Put each line of the listing below into a numbered list, dropping any blank lines.

--- start STORED RECORDS ---

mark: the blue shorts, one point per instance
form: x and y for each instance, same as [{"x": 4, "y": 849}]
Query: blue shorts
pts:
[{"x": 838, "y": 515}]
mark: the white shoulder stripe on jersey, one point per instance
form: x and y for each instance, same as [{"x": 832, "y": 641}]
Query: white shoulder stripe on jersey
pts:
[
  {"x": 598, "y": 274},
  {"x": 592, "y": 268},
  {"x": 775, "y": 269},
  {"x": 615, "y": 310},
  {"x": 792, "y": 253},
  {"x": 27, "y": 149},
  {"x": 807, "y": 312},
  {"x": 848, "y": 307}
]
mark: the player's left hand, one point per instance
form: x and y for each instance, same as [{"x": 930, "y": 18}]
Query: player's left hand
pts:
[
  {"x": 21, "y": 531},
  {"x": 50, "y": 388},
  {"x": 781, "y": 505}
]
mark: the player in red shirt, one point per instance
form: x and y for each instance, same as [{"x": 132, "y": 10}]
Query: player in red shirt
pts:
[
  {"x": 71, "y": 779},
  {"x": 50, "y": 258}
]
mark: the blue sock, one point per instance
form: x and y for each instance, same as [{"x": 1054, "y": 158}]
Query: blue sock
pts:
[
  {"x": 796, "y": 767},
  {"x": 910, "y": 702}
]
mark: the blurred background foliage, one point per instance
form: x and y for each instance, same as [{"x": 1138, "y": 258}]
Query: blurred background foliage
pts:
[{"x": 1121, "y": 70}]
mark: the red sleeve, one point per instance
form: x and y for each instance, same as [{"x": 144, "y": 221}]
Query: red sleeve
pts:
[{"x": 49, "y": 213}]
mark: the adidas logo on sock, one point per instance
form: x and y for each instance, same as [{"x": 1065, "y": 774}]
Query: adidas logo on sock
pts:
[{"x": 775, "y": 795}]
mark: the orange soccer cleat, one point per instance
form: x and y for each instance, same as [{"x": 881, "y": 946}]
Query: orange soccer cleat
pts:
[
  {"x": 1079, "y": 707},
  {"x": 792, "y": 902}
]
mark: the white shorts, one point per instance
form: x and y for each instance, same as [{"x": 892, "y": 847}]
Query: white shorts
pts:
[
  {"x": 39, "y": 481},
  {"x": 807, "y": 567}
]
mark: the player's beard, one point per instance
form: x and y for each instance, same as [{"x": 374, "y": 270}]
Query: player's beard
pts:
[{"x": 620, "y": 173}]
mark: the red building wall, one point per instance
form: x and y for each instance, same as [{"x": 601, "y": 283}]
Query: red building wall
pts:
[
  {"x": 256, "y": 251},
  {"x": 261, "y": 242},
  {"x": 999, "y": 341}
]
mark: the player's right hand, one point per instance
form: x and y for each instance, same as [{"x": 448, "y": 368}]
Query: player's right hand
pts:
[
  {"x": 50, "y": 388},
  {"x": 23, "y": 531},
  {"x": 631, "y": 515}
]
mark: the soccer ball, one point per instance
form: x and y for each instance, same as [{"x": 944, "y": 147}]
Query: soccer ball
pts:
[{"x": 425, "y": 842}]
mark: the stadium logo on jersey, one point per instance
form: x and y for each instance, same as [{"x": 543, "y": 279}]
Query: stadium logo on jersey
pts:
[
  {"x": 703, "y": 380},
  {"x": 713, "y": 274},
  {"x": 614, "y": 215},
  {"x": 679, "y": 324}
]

--- end STORED RECORDS ---

ANSWER
1. mark: the blue shorts, one point per instance
2. form: x and y for each instance, same as [{"x": 4, "y": 849}]
3. Query: blue shorts
4. pts:
5. [{"x": 838, "y": 515}]
6. mark: the white shoulder stripe on jersey, one point per instance
7. form: x and y for each instance, same as [{"x": 832, "y": 641}]
8. Query: white shoulder stripe on jersey
9. pts:
10. [
11.   {"x": 598, "y": 274},
12.   {"x": 592, "y": 268},
13.   {"x": 775, "y": 269},
14.   {"x": 615, "y": 310},
15.   {"x": 792, "y": 253},
16.   {"x": 27, "y": 149},
17.   {"x": 807, "y": 312},
18.   {"x": 848, "y": 307}
19. ]
20. mark: the player's left hand, one point per instance
21. form: x and y for each instance, same as [{"x": 930, "y": 18}]
22. Query: player's left hand
23. pts:
24. [
25.   {"x": 21, "y": 531},
26.   {"x": 50, "y": 388},
27.   {"x": 781, "y": 505}
28. ]
29. mark: the player in red shirt, one point per instance
30. form: x and y for each instance, same as [{"x": 132, "y": 10}]
31. Query: player in red shirt
32. pts:
33. [
34.   {"x": 71, "y": 779},
35.   {"x": 50, "y": 258}
36. ]
37. mark: the blue sock, one point per instance
38. form: x and y for each instance, same as [{"x": 1054, "y": 158}]
39. Query: blue sock
40. pts:
41. [
42.   {"x": 796, "y": 767},
43.   {"x": 910, "y": 702}
44. ]
45. mark: the blurred background foliage, one point per instance
46. form: x and y for each instance, same as [{"x": 1138, "y": 258}]
47. Query: blurred background foliage
48. pts:
49. [{"x": 1121, "y": 70}]
50. mark: the red sleeve, one point per instance
51. form: x and y for each instance, same as [{"x": 144, "y": 221}]
52. Query: red sleeve
53. pts:
54. [{"x": 49, "y": 213}]
55. mark: the adidas logo on sock, one point per instance
56. form: x and y for each instance, same as [{"x": 1065, "y": 774}]
57. Query: adidas logo on sock
58. pts:
59. [{"x": 775, "y": 795}]
60. mark: the orange soccer cleat, one point per instance
61. form: x and y for each instance, same as [{"x": 881, "y": 946}]
62. Query: orange soccer cleat
63. pts:
64. [
65.   {"x": 1079, "y": 707},
66.   {"x": 792, "y": 902}
67. ]
68. mark: the white shorts, one point per instance
69. form: x and y for each instance, same as [{"x": 892, "y": 847}]
70. Query: white shorts
71. pts:
72. [
73.   {"x": 39, "y": 481},
74.   {"x": 807, "y": 567}
75. ]
76. mark: the player's beard, one point per instance
77. form: x and y for each instance, same as [{"x": 374, "y": 270}]
78. Query: player's beard
79. pts:
80. [{"x": 620, "y": 173}]
81. mark: the red building wall, one point per instance
82. form: x and y for each instance, same as [{"x": 601, "y": 283}]
83. Query: red building wall
84. pts:
85. [
86.   {"x": 256, "y": 251},
87.   {"x": 261, "y": 242},
88.   {"x": 999, "y": 341}
89. ]
90. mark: the player's right hand, one point per instance
91. form: x and y for each instance, same as [{"x": 448, "y": 368}]
92. Query: player's right hand
93. pts:
94. [
95.   {"x": 50, "y": 388},
96.   {"x": 23, "y": 531},
97.   {"x": 631, "y": 515}
98. ]
99. mark: the soccer ball, one point per instance
100. form: x and y for each instance, same as [{"x": 944, "y": 147}]
101. Query: soccer ball
102. pts:
103. [{"x": 425, "y": 842}]
104. mark: the stadium logo on jersey, one point per instance
105. form: x and y for each instance, same as [{"x": 543, "y": 279}]
106. Query: stadium logo on jersey
107. pts:
108. [
109.   {"x": 703, "y": 380},
110.   {"x": 713, "y": 274},
111.   {"x": 614, "y": 215},
112.   {"x": 679, "y": 324}
113. ]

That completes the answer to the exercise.